Text passage -
^^^^
Python
MoG-DQN Implementation In PyTorch To Solve Lunar Lander

MoG-DQN Implementation In PyTorch To Solve Lunar Lander

Distributional Deep Reinforcement Learning with a mixture of Gaussians (MoG-DQN) improves performance and stability of deep reinforcement learning by using a distributional perspective of the value function.

The value distribution is modeled as mixture of Gaussians instead of a single point estimate or a simple categorical distibution.

Gaussian Mixture Model

+--------------------------------------------------+
|                GaussianMixtureModel              |
+--------------------------------------------------+
| - state_dim: int                                 |
| - action_dim: int                                |
| - num_components: int                            |
| - fc1: nn.Linear                                 |
| - fc2: nn.Linear                                 |
| - mean: nn.Linear                                |
| - log_var: nn.Linear                             |
| - logits: nn.Linear                              |
+--------------------------------------------------+
| + __init__(self, state_dim: int, action_dim: int,|
|            num_components: int, hidden_dim=256)  |
| + forward(self, state: torch.Tensor) ->          |
|        Tuple[torch.Tensor, torch.Tensor,         |
|              torch.Tensor]                       |
| + get_distribution(self, state: torch.Tensor) -> |
|        Tuple[torch.Tensor, torch.Tensor,         |
|              torch.Tensor]                       |
+--------------------------------------------------+

Attributes:

  • state_dim: int – Dimension of the input state.
  • action_dim: int – Dimension of the action space.
^^^^
Problems to solve -
**A.** Answer these questions about the MoG-DQN text:
(i) What is the value distribution modeled as?
(ii) What default value does `__init__` give `hidden_dim`?
(iii) What does the attribute `state_dim` describe?
**B.** Carry on the MoG-DQN text from its last line.

Data provided -
^^^^
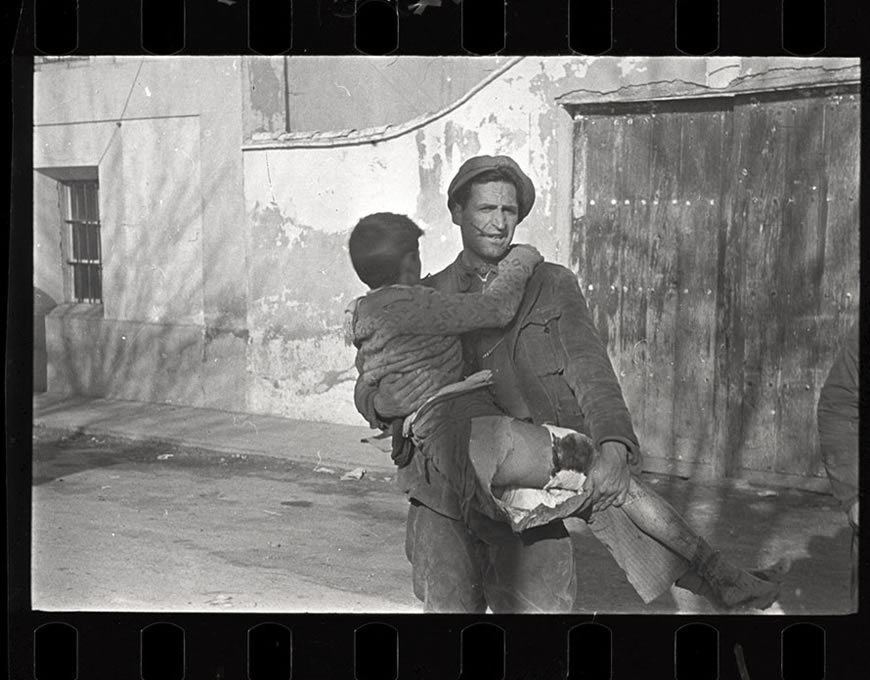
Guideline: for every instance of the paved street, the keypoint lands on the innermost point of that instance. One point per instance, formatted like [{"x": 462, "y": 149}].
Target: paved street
[{"x": 125, "y": 525}]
^^^^
Results in order -
**A.**
(i) A mixture of Gaussians, instead of a single point estimate or a simple categorical distribution.
(ii) 256.
(iii) The dimension of the input state.

**B.**
  • num_components: int – Number of components in the Gaussian mixture model.
  • fc1: nn.Linear – First fully connected layer with input size state_dim and output size 256.
  • fc2: nn.Linear – Second fully connected layer with input size 256 and output size 128.
  • mean: nn.Linear – Fully connected layer that outputs the means of the Gaussian components with input size 128 and output size action_dim * num_components.
  • log_var: nn.Linear – Fully connected layer that outputs the log variances of the Gaussian components with input size 128 and output size action_dim * num_components.
  • logits: nn.Linear – Fully connected layer that outputs the logits for the mixture weights with input size 128 and output size action_dim * num_components.
  • Methods:
    • __init__(self, state_dim: int, action_dim: int, num_components: int, hidden_dim=256): Constructor to initialize the model.
    • forward(self, state: torch.Tensor) -> Tuple[torch.Tensor, torch.Tensor, torch.Tensor]: Method to perform a forward pass through the network and return the mean, log variance, and logits.
    • get_distribution(self, state: torch.Tensor) -> Tuple[torch.Tensor, torch.Tensor, torch.Tensor]: Method to get the distribution parameters from the state.

Code Implementation of Above Class

class GaussianMixtureModel(nn.Module):
    def __init__(self, state_dim, action_dim,num_components,hidden_dim=256):
        ...

    def forward(self, state):

       ...

    def get_distribution(self, state):
        ...

The Constructor

def __init__(self, state_dim, action_dim,num_components,hidden_dim=256):
        super(GaussianMixtureModel, self).__init__()
        self.state_dim = state_dim
        self.action_dim = action_dim
        self.num_components = num_components

        self.fc1 = nn.Linear(state_dim,hidden_dim)
        self.fc2 = nn.Linear(hidden_dim,hidden_dim)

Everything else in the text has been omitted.